On 1 November 2023, the Housing Australia Future Fund (HAFF) commenced – a new $10 billion fund to support social and affordable housing across the country.
The returns from the HAFF will bolster the Australian Government’s ability to make grants in relation to acute housing needs and create a pipeline of funding for social and affordable housing through annual distributions from the Fund. The creation of the HAFF means we now manage seven funds for the Australian Government.
The Future Fund Board of Guardians agreed upon an investment strategy for the HAFF in line with the long-term benchmark target return of CPI + 2.0% to 3.0% per annum. The HAFF completed its transition to its long-term investment strategy at the end of the 2023–24 year.
We are proud the Government has given us the responsibility for delivering investment returns for the HAFF.
Snapshot
The role of alpha in Japan
Our search for persistent alpha opportunities in the equity market continued over the past year, leading us to Japan.
The Japanese equity market had been largely abandoned by foreign investors following decades of subdued equity market returns. Passive government investment and sustained investor outflows have resulted in a material consolidation of the investment manager landscape and lower sell-side coverage. This environment created a highly asymmetric landscape for a small number of skilled investment managers.
The market has been attractively valued, with structural tailwinds created by corporate reform strengthening our thesis for active engagement.
Snapshot
New Blackstone private credit mandate
In 2023–24, we committed an additional US$1 billion to the world’s largest alternative asset manager Blackstone, to invest in multi-asset private credit.
This new mandate will pursue investments across a range of credit sectors globally and allows us to capitalise on attractive opportunities emerging in the private credit markets.
Future focus: Establishing the Long-Term Forum
Over the past year we continued to take significant steps to adapt to the New Investment Order and refresh our investment model. To help us in this we established the Long-Term Forum (the Forum).
The Forum is a people and data-centric collaboration platform informing the continuous review and enhancement of our long-term investment strategy, including:
- Assessing the secular investment environment: informed by both internal and external research and insights given an ever-evolving investment landscape.
- Developing a deep understanding of the total portfolio: the Forum considers the interplay of risk and return by applying different lenses across the overall portfolio.
- Exploring potential portfolio responses: discussions centre around how to improve the portfolio by increasing return potential and resilience via different levers.
Driving long-term performance
As a key driver of our investment performance over time, our long-term portfolio decisions are some of the most impactful that the Investment Committee (IC) and Board make. The establishment of this new Forum recognises the importance of these long-term portfolio decisions and the value we can generate from our joined-up investment process.

» **REQUIRED TASKS**
1/ According to the Future Fund passage, what long-term benchmark target return guides the HAFF investment strategy?
2/ Reproduce the Future Fund passage starting at "The market has" and ending at "Forum (the Forum).".
The lines that come next are separate material, unrelated to the Future Fund passage.

(Coordinate annotation lines)

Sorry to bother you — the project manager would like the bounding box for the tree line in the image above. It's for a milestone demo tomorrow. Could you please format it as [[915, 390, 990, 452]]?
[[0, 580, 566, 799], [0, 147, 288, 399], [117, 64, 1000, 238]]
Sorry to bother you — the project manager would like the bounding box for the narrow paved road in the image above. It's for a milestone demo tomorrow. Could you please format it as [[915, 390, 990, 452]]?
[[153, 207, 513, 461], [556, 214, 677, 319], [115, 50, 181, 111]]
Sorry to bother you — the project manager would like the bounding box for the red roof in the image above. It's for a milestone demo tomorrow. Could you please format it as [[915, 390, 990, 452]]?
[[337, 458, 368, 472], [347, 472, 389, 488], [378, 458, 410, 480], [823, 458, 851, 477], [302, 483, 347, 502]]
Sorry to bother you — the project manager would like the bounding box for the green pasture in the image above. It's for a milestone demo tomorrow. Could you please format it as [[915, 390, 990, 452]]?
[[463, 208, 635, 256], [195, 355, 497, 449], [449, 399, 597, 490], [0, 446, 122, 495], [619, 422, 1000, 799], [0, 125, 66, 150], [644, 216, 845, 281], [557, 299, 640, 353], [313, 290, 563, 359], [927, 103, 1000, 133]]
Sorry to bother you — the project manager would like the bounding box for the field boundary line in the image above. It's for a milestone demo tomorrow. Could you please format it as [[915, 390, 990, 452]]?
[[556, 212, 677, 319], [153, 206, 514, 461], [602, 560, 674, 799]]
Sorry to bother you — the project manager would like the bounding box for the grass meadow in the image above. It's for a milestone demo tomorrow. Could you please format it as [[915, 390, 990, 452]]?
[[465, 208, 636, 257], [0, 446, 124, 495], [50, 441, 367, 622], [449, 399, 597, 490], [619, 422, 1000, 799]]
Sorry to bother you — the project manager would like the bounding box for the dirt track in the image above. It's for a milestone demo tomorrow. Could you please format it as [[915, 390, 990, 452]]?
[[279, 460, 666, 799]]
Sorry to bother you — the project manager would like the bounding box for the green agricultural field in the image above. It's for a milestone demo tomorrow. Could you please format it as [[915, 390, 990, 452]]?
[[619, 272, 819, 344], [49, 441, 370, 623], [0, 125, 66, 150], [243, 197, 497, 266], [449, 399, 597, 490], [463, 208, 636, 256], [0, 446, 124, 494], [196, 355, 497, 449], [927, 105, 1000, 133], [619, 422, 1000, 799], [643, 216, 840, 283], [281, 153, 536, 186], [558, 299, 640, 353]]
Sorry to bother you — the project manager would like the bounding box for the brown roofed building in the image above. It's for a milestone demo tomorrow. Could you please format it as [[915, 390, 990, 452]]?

» **ANSWERS TO THE PROBLEMS**
1/ CPI + 2.0% to 3.0% per annum.

2/
The market has been attractively valued, with structural tailwinds created by corporate reform strengthening our thesis for active engagement.
Snapshot
New Blackstone private credit mandate
In 2023–24, we committed an additional US$1 billion to the world’s largest alternative asset manager Blackstone, to invest in multi-asset private credit.
This new mandate will pursue investments across a range of credit sectors globally and allows us to capitalise on attractive opportunities emerging in the private credit markets.
Future focus: Establishing the Long-Term Forum
Over the past year we continued to take significant steps to adapt to the New Investment Order and refresh our investment model. To help us in this we established the Long-Term Forum (the Forum).